DOMENICA 13 NOVEMBRE 2022

In quel tempo, mentre alcuni parlavano del tempio, che era ornato di belle pietre e di doni votivi, Gesù disse: «Verranno giorni nei quali, di quello che vedete, non sarà lasciata pietra su pietra che non sarà distrutta».
Gli domandarono: «Maestro, quando dunque accadranno queste cose e quale sarà il segno, quando esse staranno per accadere?». Rispose: «Badate di non lasciarvi ingannare. Molti infatti verranno nel mio nome dicendo: “Sono io”, e: “Il tempo è vicino”. Non andate dietro a loro! Quando sentirete di guerre e di rivoluzioni, non vi terrorizzate, perché prima devono avvenire queste cose, ma non è subito la fine».
Poi diceva loro: «Si solleverà nazione contro nazione e regno contro regno, e vi saranno in diversi luoghi terremoti, carestie e pestilenze; vi saranno anche fatti terrificanti e segni grandiosi dal cielo.
————
-- COMPITO ASSEGNATO 1 --
Nel brano sul tempio, di che cosa era ornato il tempio di cui alcuni parlavano?
-- COMPITO ASSEGNATO 2 --
Conta le righe dei record in cui compare la parola "green". Scrivi solo il numero.
Il brano e i record sono materiali distinti tra loro.

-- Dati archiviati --
————
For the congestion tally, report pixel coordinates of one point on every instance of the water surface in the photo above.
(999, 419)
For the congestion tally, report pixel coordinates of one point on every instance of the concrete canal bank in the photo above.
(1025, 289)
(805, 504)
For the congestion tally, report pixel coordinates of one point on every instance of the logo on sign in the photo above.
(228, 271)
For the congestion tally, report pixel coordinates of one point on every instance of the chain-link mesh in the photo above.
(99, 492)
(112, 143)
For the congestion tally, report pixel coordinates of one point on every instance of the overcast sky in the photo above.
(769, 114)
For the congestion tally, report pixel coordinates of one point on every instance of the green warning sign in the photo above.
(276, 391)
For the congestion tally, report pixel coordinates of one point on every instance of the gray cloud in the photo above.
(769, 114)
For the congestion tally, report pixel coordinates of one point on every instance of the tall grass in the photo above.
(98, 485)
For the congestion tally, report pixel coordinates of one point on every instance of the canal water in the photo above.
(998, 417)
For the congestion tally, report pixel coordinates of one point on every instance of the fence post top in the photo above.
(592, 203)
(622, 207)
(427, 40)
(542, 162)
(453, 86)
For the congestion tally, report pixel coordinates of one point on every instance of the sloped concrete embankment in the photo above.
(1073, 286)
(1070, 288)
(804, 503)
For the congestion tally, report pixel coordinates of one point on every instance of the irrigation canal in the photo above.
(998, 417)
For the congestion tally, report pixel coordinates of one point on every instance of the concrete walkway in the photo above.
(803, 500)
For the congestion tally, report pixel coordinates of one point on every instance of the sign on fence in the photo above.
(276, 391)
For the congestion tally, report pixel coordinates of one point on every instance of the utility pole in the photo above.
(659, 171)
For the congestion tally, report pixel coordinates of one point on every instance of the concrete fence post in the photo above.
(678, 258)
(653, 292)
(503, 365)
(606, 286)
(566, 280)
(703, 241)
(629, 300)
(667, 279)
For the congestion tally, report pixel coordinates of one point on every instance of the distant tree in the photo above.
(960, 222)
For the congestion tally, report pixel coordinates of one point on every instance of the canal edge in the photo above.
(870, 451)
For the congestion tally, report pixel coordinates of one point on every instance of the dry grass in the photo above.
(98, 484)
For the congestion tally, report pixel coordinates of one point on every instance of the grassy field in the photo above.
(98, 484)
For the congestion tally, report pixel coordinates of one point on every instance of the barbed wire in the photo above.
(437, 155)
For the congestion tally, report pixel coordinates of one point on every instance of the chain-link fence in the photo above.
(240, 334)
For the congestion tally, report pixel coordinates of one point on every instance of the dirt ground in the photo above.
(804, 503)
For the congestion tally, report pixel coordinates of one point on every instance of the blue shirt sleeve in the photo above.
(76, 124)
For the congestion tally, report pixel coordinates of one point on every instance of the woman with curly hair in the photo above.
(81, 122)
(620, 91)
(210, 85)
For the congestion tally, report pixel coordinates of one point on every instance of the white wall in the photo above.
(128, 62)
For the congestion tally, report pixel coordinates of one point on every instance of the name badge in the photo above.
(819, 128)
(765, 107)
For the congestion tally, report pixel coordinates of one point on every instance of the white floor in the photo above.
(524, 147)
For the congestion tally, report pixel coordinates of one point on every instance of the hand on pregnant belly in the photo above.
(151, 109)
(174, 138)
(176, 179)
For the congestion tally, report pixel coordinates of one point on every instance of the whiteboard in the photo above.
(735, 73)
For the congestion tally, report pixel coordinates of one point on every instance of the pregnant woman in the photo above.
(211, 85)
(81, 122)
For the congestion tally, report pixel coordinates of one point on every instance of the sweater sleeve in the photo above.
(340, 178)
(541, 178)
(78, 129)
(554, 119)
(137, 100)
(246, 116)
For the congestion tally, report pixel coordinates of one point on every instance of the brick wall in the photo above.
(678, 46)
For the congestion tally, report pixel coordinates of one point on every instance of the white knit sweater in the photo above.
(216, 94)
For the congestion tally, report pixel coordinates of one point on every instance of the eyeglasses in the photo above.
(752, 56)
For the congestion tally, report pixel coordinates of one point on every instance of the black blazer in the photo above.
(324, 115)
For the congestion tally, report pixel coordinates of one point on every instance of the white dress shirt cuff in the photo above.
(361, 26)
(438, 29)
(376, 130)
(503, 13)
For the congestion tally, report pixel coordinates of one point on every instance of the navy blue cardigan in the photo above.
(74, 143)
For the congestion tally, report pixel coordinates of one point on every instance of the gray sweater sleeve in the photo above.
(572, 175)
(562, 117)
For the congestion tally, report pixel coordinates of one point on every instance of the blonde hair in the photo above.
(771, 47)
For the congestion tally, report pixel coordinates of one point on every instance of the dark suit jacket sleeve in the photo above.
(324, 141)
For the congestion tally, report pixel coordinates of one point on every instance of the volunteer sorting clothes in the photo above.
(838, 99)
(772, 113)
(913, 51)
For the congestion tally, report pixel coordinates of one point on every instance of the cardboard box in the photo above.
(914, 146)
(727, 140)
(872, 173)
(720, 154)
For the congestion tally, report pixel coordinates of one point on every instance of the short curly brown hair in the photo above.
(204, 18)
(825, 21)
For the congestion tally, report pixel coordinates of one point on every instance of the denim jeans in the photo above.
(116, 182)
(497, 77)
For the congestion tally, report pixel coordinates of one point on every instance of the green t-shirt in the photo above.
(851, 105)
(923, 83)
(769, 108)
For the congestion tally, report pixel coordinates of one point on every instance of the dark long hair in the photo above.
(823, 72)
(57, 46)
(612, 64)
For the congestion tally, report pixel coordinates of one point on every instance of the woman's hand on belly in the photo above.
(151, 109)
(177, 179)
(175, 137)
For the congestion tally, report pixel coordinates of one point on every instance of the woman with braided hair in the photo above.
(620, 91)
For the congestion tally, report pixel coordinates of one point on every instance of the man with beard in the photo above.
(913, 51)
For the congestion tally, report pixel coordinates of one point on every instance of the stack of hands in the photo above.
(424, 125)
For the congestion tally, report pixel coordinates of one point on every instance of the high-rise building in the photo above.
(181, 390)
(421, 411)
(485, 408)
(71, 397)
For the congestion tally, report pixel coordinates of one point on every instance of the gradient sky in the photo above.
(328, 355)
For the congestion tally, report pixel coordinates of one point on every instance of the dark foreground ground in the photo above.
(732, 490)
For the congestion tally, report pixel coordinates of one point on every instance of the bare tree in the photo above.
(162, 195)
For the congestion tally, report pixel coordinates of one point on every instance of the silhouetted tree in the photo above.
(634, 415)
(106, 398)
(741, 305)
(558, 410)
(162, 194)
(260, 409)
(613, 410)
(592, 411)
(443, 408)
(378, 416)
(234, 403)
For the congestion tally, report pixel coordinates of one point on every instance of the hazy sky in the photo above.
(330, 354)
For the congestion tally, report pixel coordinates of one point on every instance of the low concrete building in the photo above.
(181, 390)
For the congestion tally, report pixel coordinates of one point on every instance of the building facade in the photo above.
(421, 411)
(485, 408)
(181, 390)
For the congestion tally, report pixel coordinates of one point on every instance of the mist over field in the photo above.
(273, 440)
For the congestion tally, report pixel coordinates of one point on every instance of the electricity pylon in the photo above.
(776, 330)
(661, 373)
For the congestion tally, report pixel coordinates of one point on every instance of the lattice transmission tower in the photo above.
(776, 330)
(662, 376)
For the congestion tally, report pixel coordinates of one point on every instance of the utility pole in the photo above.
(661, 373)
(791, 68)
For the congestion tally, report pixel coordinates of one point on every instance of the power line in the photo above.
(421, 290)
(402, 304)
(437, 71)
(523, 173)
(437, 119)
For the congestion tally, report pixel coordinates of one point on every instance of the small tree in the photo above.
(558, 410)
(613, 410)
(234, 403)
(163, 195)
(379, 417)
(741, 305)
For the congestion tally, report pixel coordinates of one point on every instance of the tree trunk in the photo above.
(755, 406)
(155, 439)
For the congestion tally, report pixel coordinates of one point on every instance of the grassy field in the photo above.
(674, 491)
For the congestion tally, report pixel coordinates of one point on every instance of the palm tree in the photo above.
————
-- RISPOSTA 1 --
Di belle pietre e di doni votivi.

-- RISPOSTA 2 --
2